=== LERNTEXT ===
· · · ·

Da kann es passieren, dass sich hinter einer – vordergründig politischen – „Bunten Pionierveranstaltung“ einfach ein eher unpolitischer Kinobesuch verbirgt. Und man für 25 Pfennige Eintrittsgeld bei „Der Geschichte vom kleinen Muck“ mitfiebert, dem mit knapp 13 Millionen Zuschauern erfolgreichsten DDR-Kinofilm.
Dass es auch die andere Seite, den Drill, die Uniformität, den Anpassungsdruck gibt, weiß jeder, der seine Kindheit im Osten verbringt. Wilfried Poßner, der von 1985 bis 1989 Vorsitzender der Pionierorganisation ist, sagt rückblickend und durchaus kritisch, dass die „Organisation im Laufe der Zeit immer enger in die Strukturen der SED eingebunden wurde, bis hin zu bestimmten Ritualen und Zeremonien, und im Grunde genommen, die Partei der Kleinen sein sollte.“
Zu diesen Regeln zählen vor allem Begrüßungsrituale („Für Frieden und Sozialismus. Seid bereit!“ – „Immer bereit!“) und Fahnenappelle. Hier marschieren die Schüler im Klassenverband auf dem Schulhof im Gleichschritt und schmettern sinnentleerte Kampflieder, wie dieses:
Pioniere, voran lasst uns vorwärts gehn! Pioniere, stimmt an, lasst die Fahnen wehn!
Unsre Straße, sie führt in das Morgenlicht hinein. Wir sind stolz, Pioniere zu sein!
Doch nicht alle DDR-Kinder, die etwa zwischen 1961 und 1975 geboren sind, haben Bock auf diese Rotlichtbestrahlung. Sie wachsen zwar behütet im Sozialismus auf, doch nehmen sie die Widersprüche und Probleme des Systems viel früher wahr als Generationen vor ihnen.
Mitunter zeigt sich diese Opposition im Kleinen, in Details, in Nuancen – die Kinder machen sich anfangs ein wenig lustig über ihre Heimat DDR und texten so manches Kampflied einfach um (wenn auch hinter vorgehaltener Hand):
Unsre Straße, sie führt in den Suppentopf hinein. Wir sind stolz, Wiener Würstchen zu sein!

· · · ·

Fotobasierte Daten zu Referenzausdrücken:
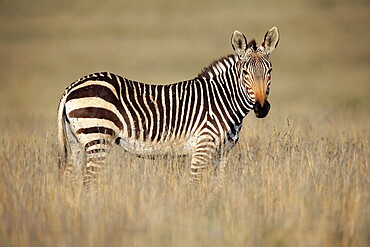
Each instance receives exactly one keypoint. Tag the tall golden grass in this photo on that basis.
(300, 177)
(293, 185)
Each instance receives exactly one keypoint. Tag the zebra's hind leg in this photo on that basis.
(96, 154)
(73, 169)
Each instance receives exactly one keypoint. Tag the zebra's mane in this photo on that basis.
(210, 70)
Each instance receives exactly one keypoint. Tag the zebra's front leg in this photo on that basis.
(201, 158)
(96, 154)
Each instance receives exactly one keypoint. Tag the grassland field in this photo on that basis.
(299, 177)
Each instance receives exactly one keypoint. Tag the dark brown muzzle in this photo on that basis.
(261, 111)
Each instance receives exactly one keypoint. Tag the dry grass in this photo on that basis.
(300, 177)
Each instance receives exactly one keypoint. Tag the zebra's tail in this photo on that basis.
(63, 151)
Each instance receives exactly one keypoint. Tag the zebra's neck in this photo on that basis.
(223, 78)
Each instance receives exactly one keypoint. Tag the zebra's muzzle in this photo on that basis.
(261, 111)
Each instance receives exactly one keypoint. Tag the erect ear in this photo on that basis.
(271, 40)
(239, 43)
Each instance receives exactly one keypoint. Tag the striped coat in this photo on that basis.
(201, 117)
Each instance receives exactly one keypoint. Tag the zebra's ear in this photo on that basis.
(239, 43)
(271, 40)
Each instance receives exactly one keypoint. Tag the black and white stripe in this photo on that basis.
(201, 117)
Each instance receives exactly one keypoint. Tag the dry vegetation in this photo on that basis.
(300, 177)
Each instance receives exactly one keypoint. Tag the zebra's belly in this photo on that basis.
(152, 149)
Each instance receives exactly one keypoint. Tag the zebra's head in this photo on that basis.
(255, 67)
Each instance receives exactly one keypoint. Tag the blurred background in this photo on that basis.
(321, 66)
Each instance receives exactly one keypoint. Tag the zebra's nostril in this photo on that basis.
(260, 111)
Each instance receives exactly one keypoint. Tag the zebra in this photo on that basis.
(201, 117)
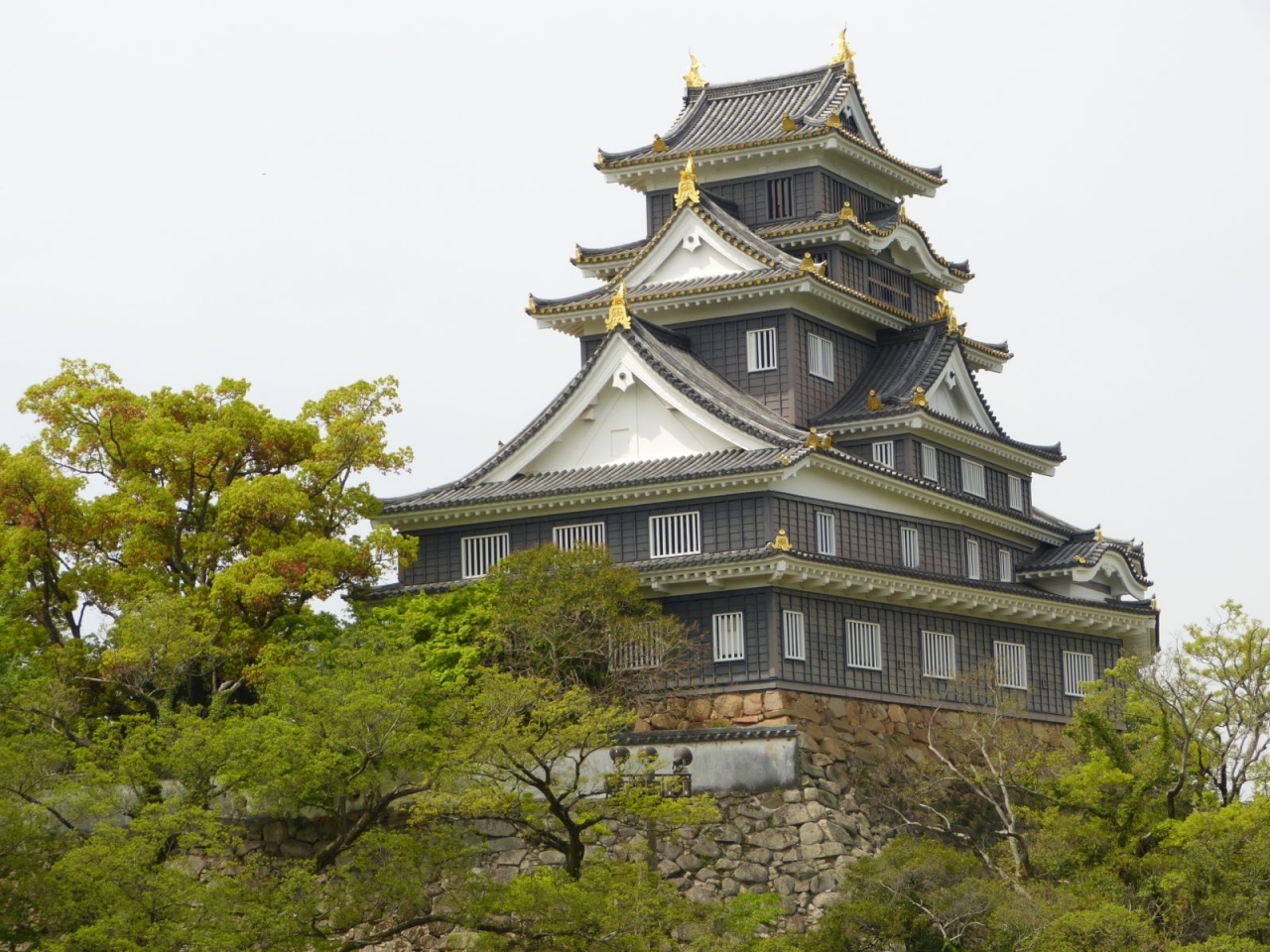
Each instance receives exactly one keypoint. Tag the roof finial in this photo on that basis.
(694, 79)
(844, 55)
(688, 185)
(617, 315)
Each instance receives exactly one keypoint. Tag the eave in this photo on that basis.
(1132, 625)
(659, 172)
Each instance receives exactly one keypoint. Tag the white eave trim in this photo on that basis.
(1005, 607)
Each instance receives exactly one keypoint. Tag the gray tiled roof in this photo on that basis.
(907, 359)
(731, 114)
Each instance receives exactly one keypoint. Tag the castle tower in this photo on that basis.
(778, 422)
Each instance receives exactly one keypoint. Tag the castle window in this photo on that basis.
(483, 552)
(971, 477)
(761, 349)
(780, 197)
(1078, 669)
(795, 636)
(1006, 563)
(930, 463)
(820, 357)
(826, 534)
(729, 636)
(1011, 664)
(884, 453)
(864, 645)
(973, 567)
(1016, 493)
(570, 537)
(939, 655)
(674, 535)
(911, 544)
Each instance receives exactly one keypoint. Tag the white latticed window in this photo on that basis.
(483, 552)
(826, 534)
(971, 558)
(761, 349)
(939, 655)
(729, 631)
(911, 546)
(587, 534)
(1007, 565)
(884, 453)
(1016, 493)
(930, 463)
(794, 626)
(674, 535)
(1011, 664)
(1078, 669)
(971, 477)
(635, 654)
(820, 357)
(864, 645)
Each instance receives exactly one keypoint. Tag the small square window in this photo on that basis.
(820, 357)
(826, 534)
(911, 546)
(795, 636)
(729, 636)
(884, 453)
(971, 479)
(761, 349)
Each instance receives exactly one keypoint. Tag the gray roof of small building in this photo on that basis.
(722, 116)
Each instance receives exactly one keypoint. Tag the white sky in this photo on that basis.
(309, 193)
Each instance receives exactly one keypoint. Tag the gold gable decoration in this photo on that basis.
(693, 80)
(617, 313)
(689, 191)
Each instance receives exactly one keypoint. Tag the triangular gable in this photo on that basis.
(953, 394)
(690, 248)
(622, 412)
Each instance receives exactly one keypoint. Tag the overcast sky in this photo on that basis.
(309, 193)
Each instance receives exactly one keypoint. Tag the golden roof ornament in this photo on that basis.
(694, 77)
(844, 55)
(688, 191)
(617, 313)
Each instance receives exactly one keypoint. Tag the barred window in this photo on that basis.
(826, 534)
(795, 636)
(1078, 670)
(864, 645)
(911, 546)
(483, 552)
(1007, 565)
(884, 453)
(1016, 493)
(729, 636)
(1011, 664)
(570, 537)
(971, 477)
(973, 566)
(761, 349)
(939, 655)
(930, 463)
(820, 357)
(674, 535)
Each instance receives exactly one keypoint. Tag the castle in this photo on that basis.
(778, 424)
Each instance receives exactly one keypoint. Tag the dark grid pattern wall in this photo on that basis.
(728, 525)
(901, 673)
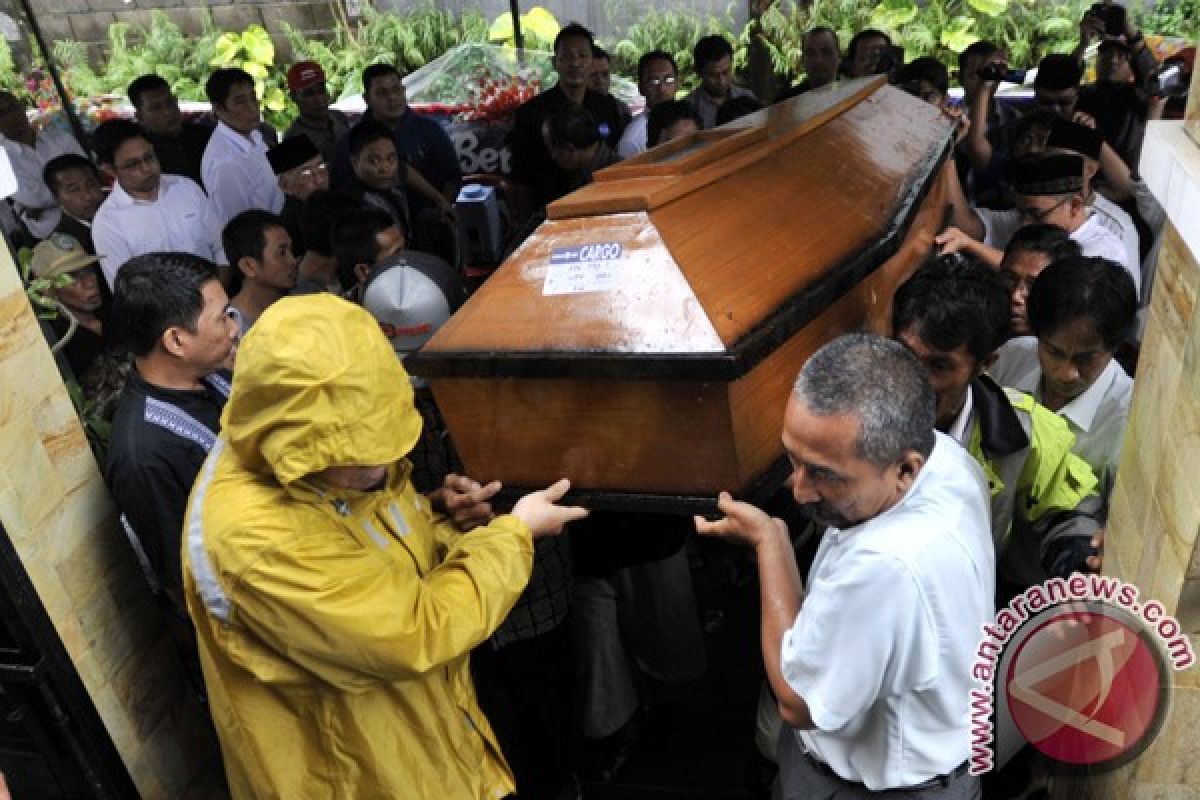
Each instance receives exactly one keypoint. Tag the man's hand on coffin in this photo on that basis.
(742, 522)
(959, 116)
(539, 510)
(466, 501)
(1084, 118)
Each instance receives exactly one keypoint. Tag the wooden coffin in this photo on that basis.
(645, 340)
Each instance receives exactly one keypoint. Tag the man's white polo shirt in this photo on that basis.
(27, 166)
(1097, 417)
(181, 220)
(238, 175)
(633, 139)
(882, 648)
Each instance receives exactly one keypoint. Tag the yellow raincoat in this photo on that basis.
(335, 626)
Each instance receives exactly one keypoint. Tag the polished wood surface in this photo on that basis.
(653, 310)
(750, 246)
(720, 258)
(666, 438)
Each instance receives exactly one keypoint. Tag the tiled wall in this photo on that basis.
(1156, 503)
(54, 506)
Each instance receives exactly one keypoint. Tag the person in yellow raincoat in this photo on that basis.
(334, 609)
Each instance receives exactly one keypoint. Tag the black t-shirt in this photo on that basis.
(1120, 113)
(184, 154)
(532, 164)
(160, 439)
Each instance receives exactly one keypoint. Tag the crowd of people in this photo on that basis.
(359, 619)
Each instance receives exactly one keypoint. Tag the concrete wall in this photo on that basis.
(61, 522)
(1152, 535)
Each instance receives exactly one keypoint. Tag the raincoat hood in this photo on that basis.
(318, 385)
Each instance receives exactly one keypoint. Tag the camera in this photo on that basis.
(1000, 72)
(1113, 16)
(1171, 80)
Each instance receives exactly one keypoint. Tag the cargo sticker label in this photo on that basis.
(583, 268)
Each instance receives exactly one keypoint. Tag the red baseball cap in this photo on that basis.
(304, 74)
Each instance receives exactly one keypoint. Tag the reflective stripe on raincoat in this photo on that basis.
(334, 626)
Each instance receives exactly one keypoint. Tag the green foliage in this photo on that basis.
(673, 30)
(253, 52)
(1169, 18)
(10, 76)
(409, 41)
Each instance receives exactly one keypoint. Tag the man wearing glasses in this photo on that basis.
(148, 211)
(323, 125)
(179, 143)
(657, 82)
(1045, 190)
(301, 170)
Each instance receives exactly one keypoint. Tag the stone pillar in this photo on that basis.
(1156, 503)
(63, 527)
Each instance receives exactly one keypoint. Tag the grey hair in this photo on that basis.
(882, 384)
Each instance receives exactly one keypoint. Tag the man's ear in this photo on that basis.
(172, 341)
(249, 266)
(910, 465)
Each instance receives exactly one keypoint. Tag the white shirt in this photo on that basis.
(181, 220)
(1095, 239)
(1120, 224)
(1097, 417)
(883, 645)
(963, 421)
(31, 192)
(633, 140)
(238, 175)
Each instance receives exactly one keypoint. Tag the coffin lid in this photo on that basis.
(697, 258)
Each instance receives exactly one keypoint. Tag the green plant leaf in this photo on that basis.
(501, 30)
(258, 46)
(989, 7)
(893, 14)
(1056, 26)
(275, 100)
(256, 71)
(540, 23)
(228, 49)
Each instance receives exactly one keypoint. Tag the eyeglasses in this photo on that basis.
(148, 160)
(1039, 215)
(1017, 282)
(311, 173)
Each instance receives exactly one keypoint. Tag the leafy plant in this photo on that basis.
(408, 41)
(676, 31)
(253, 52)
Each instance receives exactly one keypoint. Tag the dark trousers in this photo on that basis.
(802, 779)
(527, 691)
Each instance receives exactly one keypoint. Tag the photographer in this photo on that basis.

· · · ·

=== AUFGABENSTELLUNG ===
Schreibe aus dem Text über die DDR-Pionierorganisation den Abschnitt von „Doch nicht alle“ bis einschließlich „Generationen vor ihnen.“ wortgetreu ab. Die Zeilen spielen hierfür keine Rolle.

=== ERGEBNIS ===
Doch nicht alle DDR-Kinder, die etwa zwischen 1961 und 1975 geboren sind, haben Bock auf diese Rotlichtbestrahlung. Sie wachsen zwar behütet im Sozialismus auf, doch nehmen sie die Widersprüche und Probleme des Systems viel früher wahr als Generationen vor ihnen.